*SHORT PROBLEM A*
Answer these questions about the excerpt below, giving each answer on its own line:
(i) Whose name follows the line "Eternal Love, maintain thy life in me."?
(ii) What does "Whinnies" mean, according to the excerpt?
(iii) What two things does the excerpt say were placed in a wooden platter beside the dead?

*EXCERPT*
Begin

And think how evil becometh him to slide,

Who seeketh heaven, and comes of heavenly breath.

Then farewell, world; thy uttermost I see:

Eternal Love, maintain thy life in me.

Sir Philip Sidney

[278].

Of the Lyke-wake Dirge is known neither the age nor the author. The body from which the "saule" or spirit within is fled away lies in its shroud, and the dirge tells of that spirit's journey. Its word "sleet," says Mr. Sidgwick, means either salt, for it was the custom to place in a wooden platter beside the dead, earth and salt for emblems, the one of corruption, the other of the immortal; or, as some suppose, "sleet" should be fleet, meaning embers or water or house-room. "Whinnies" means gorse. To explain the full meaning of Bridge of Dread would need many pages—but does not much of that meaning haunt in the very music and solemnity of the words?

[279].

End

*SHORT PROBLEM B*
Show every line of the records that contains the string "coat".

Data items:

Begin

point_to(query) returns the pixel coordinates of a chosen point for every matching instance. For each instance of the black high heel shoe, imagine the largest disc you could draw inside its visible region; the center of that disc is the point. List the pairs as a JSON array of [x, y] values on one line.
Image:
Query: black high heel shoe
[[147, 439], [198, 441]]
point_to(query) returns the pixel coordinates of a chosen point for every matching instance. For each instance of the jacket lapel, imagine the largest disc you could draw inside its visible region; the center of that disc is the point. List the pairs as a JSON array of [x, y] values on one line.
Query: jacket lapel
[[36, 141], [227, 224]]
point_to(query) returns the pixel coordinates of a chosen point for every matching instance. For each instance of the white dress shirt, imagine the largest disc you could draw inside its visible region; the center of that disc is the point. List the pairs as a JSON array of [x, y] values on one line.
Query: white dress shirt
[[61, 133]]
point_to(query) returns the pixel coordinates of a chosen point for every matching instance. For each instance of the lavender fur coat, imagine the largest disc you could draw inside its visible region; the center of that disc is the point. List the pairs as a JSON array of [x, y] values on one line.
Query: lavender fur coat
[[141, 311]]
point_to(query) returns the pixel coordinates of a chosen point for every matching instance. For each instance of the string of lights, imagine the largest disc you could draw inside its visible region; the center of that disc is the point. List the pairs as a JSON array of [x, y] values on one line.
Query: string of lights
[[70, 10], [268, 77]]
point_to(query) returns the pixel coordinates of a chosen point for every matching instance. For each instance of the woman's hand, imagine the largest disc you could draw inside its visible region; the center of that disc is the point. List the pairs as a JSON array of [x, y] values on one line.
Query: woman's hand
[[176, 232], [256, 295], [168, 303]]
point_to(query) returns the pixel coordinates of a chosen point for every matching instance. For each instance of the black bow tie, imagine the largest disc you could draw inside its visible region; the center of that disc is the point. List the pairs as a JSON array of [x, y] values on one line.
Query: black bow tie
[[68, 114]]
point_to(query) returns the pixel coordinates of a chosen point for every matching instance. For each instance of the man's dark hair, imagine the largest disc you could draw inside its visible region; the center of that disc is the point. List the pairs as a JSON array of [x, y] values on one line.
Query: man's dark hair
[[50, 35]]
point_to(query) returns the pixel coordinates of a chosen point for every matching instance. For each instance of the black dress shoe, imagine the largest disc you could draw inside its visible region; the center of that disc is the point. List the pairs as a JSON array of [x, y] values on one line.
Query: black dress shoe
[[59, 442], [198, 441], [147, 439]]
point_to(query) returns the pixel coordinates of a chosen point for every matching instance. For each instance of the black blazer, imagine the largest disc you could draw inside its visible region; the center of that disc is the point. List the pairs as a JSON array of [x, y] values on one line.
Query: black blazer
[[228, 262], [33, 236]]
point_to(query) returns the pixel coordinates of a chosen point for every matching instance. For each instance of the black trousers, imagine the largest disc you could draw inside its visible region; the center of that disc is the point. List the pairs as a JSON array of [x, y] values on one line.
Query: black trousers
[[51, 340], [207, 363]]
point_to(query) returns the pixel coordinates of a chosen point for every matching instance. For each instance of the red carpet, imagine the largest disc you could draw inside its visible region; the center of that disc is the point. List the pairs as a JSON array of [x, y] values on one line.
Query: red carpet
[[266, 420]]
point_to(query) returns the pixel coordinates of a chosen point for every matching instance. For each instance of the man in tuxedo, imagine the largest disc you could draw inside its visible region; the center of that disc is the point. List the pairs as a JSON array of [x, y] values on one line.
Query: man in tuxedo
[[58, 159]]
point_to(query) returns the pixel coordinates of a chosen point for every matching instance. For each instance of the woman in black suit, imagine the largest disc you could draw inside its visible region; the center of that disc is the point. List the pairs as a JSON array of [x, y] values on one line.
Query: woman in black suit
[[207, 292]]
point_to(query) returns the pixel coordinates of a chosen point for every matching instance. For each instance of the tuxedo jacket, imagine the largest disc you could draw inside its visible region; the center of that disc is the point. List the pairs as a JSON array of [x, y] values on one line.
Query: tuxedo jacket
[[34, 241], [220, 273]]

End

*CORRECT RESULT A*
(i) Sir Philip Sidney
(ii) Gorse
(iii) Earth and salt

*CORRECT RESULT B*
point_to(query) returns the pixel coordinates of a chosen point for every matching instance. For each instance of the lavender fur coat, imagine the largest disc you could draw inside its visible region; the center of that disc is the point. List the pairs as a JSON array of [x, y] values on one line.
Query: lavender fur coat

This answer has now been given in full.